§ STATED GOAL
Lines before the one containing "Would you be able to indicate the lower" are excluded; print that line and every line after it through the end of the material below, exactly.

# Start of INFORMATION SHOWN

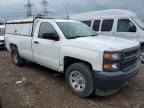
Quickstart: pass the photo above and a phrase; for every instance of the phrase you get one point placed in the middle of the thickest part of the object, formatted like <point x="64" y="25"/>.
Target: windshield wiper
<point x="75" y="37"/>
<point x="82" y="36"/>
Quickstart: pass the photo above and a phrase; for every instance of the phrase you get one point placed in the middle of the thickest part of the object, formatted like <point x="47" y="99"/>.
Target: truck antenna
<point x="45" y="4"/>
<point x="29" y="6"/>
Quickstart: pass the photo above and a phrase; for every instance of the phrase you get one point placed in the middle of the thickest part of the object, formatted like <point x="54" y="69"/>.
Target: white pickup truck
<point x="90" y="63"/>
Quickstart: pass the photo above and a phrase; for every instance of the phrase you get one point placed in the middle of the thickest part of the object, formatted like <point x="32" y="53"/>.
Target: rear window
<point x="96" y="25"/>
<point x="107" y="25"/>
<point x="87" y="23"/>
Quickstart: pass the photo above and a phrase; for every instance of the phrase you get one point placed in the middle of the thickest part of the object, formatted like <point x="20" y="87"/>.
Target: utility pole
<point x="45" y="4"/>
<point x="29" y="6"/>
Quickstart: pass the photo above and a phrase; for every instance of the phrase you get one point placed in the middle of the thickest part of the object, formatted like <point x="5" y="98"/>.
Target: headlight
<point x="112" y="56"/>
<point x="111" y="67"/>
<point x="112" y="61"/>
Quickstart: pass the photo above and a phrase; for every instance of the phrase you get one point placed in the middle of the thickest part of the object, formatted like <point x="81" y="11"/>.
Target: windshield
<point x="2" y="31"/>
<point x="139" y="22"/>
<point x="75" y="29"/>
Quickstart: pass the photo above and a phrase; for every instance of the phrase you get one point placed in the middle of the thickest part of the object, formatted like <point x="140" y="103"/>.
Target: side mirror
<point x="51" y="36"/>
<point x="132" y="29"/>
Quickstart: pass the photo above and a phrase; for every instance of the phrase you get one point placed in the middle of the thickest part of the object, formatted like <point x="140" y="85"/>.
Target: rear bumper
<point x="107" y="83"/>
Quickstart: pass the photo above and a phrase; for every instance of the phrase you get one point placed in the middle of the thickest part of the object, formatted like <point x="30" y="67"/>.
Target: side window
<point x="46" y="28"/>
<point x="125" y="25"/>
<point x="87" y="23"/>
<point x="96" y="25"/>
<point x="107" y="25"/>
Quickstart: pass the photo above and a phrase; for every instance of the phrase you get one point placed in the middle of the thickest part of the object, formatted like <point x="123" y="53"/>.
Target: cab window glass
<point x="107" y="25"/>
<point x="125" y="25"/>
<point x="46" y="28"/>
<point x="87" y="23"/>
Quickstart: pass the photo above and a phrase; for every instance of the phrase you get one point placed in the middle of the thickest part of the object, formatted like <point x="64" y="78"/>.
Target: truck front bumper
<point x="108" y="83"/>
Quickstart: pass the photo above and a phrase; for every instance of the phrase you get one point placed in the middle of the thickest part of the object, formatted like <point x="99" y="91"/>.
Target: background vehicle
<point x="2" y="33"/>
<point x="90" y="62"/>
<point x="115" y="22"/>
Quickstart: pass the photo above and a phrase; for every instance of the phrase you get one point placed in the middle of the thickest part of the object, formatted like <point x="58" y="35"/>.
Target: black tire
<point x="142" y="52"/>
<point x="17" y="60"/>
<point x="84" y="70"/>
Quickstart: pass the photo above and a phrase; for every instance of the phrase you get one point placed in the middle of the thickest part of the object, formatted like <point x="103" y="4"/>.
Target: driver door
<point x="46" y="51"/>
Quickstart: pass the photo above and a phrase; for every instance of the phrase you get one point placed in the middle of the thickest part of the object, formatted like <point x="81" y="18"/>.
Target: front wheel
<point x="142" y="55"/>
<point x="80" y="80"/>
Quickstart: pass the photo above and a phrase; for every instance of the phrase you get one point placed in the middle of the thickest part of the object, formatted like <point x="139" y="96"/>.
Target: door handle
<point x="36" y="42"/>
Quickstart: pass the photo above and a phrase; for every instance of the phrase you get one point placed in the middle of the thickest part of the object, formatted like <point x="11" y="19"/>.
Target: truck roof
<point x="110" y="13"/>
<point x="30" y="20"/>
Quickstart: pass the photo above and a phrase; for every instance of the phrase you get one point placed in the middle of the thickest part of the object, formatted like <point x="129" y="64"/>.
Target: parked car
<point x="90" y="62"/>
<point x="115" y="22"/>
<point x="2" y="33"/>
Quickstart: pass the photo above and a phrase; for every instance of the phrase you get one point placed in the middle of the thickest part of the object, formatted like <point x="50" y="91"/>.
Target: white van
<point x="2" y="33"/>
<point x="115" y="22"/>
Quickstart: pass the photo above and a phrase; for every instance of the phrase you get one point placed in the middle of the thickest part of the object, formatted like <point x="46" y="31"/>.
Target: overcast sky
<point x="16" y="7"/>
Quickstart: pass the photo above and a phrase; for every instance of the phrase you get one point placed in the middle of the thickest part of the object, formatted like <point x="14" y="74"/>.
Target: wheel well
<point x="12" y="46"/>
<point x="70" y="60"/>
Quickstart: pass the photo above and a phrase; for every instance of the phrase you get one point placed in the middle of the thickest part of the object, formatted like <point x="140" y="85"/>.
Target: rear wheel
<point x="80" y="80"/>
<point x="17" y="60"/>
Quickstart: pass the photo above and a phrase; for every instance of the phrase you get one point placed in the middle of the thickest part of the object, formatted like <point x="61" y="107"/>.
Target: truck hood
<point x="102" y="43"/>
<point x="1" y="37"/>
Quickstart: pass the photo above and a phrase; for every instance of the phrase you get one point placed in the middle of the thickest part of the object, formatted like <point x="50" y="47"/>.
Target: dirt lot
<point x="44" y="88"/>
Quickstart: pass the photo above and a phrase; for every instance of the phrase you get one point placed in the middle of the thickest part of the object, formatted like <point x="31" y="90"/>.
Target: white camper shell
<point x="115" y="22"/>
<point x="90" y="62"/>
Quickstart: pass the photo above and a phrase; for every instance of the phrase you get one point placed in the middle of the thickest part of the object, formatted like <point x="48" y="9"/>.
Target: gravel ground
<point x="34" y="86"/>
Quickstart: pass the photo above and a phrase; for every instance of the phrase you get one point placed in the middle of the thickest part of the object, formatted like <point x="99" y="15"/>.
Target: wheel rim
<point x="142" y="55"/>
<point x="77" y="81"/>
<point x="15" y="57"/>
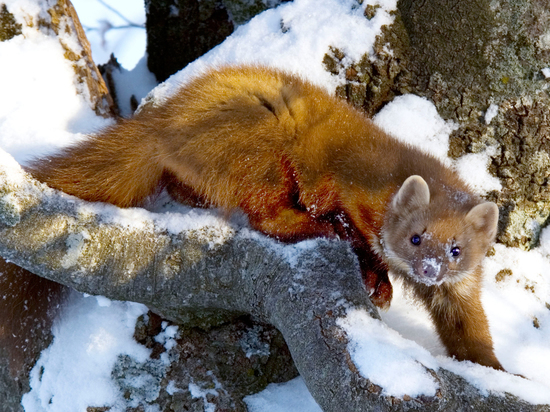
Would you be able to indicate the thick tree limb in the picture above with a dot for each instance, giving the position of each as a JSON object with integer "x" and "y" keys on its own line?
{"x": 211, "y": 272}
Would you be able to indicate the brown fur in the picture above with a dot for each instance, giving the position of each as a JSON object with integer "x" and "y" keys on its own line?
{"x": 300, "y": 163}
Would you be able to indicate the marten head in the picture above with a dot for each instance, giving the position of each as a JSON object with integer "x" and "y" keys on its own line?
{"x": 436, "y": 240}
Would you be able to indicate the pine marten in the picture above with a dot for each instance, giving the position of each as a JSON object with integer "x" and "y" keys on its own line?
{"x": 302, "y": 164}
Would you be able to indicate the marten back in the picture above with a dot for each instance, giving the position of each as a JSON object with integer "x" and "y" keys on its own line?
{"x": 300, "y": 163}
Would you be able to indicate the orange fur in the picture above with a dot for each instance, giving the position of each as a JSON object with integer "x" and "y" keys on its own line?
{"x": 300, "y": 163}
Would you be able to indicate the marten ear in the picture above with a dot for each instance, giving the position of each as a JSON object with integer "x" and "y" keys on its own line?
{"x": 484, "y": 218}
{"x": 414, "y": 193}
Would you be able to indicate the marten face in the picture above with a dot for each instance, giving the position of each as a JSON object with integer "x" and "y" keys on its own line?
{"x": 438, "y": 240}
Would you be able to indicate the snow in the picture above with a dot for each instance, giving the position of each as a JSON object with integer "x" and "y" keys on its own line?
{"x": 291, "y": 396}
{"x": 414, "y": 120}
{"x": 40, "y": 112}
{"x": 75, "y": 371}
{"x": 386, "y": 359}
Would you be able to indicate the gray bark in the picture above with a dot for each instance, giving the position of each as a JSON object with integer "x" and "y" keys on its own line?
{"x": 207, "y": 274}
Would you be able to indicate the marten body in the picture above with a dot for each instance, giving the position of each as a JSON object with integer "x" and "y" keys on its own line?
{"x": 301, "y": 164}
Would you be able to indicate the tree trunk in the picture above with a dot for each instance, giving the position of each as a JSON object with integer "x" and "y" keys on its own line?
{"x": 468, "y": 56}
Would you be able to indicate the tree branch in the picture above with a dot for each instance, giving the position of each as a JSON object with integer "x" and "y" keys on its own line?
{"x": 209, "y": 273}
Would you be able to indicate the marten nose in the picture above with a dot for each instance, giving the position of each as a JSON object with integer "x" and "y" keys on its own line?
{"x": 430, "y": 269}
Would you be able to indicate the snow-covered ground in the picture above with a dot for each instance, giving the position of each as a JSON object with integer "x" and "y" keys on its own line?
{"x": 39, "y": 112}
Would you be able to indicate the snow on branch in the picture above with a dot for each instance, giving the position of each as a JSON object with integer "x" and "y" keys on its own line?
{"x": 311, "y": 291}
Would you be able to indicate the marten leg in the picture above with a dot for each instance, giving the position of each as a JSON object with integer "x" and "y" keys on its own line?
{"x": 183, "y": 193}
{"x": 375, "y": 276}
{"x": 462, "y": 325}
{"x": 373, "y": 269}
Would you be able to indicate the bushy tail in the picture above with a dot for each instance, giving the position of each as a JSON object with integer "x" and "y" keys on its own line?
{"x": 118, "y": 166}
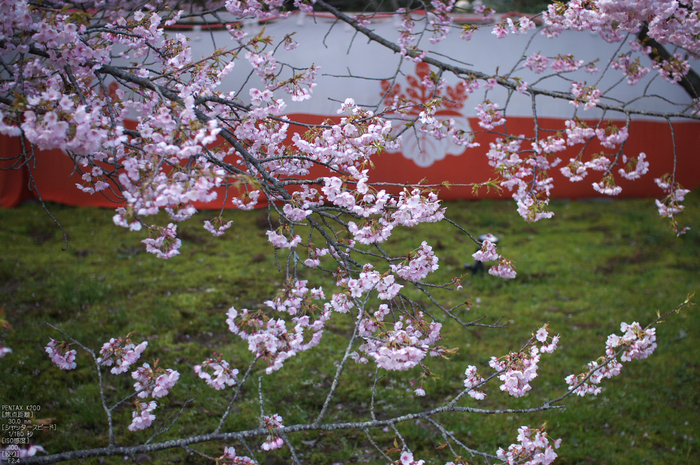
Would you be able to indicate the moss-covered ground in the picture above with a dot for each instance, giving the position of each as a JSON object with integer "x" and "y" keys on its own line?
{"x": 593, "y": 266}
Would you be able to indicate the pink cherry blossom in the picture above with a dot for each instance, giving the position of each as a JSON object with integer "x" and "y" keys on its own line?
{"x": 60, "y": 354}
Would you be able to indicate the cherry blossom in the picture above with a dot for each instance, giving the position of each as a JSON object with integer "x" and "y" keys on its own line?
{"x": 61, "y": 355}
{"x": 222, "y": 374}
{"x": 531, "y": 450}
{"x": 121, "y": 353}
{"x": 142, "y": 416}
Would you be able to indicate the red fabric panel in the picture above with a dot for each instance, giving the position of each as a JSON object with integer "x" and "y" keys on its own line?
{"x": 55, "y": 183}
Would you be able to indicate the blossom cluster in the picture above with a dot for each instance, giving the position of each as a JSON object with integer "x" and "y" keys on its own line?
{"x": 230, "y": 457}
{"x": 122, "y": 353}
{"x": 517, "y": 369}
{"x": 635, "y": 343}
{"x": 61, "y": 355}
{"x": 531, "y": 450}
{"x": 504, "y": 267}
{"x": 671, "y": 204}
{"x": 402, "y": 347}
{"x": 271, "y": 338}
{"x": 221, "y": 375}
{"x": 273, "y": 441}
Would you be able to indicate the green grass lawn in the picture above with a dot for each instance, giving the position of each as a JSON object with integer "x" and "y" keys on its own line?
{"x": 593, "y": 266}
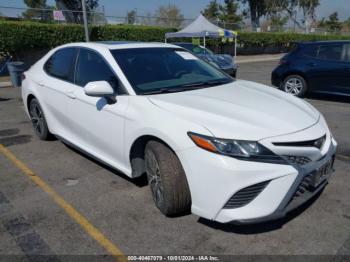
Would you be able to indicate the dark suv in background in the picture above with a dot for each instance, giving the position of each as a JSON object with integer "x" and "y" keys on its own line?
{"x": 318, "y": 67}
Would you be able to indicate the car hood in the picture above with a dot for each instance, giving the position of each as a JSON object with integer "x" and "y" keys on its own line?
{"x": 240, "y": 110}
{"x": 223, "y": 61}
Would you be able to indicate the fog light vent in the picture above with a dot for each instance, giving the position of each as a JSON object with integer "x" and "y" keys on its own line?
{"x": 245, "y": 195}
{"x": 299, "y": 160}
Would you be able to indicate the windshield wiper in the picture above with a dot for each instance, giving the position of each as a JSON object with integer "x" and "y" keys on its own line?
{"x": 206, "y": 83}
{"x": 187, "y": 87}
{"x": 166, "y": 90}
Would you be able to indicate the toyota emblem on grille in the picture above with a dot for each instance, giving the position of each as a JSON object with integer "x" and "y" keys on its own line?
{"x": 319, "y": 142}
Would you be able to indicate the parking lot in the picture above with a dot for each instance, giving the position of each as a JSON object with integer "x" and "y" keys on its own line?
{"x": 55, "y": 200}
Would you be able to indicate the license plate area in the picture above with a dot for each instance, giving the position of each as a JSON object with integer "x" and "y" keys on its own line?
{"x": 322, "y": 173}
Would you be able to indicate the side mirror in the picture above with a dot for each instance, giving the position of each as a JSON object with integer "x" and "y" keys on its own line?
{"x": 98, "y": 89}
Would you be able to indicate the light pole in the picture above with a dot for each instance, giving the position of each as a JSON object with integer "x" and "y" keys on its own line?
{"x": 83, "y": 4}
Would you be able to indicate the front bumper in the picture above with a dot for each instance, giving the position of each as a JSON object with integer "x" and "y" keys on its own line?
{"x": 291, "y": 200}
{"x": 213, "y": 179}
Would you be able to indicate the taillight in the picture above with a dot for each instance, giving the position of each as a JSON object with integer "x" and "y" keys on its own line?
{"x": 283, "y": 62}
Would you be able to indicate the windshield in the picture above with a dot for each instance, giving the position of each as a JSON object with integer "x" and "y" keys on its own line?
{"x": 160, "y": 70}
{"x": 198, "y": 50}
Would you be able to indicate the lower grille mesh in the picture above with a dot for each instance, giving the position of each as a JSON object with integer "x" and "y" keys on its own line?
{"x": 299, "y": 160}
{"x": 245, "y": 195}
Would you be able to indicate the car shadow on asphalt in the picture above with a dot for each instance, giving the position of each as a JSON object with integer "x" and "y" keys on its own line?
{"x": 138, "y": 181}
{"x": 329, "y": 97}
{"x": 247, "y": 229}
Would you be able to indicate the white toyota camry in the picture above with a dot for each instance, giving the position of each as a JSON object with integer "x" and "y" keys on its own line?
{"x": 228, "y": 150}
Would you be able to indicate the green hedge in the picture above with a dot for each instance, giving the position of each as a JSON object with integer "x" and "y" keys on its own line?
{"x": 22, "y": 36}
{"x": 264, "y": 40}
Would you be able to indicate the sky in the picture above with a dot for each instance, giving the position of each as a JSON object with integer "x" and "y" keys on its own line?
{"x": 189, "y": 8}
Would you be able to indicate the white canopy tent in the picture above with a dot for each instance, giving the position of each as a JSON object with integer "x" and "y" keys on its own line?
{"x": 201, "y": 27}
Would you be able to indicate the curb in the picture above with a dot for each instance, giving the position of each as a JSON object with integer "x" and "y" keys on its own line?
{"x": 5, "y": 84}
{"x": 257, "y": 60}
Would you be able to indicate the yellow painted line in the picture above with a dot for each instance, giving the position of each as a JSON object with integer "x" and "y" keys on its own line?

# End of INFORMATION SHOWN

§ EXERCISE RESPONSE
Would you be able to indicate the lower grille mesh in the picture above with a dot for each instance, giving the position of each as a JSON object with integer "x" and "y" keys on its own line?
{"x": 299, "y": 160}
{"x": 245, "y": 195}
Would you be able to indicate the car shadow on asphalt in the picture above with a dot for each instance, giving the position of each as a JSON object with integer "x" and "y" keys on its own line?
{"x": 138, "y": 181}
{"x": 329, "y": 97}
{"x": 247, "y": 229}
Would you be able to indicate the white toyota camry in the picture above with a dot for each instance, giving the position of each as a JSON object with integer "x" and "y" keys on its own line?
{"x": 228, "y": 150}
Would you be able to indicate the green hedge in the picture above with a dot for each instance, giving the position of each as a JSON object with integer "x" and "y" keys on its own line?
{"x": 22, "y": 36}
{"x": 264, "y": 40}
Would you be able to indicate the sky in the picture above with a dot for each instance, giving the position of each as a JSON object with integer "x" and "y" keys on its own line?
{"x": 189, "y": 8}
Would you be able to indicate the white canopy tent in the picture above with a dot for each instance, giving the position of each as a JSON object with integer "x" and "y" keys on its own line?
{"x": 201, "y": 27}
Would you be able to indicate the curb in the picture above with a dot for each instance, giving the position of each as a JSON object with integer "x" and "y" keys on its own line?
{"x": 5, "y": 84}
{"x": 257, "y": 60}
Would you be able to indicate the yellow painted line in the picture above with a dot for each instance, giving the position of each as a JSON object with integer "x" and "y" keys on its own line?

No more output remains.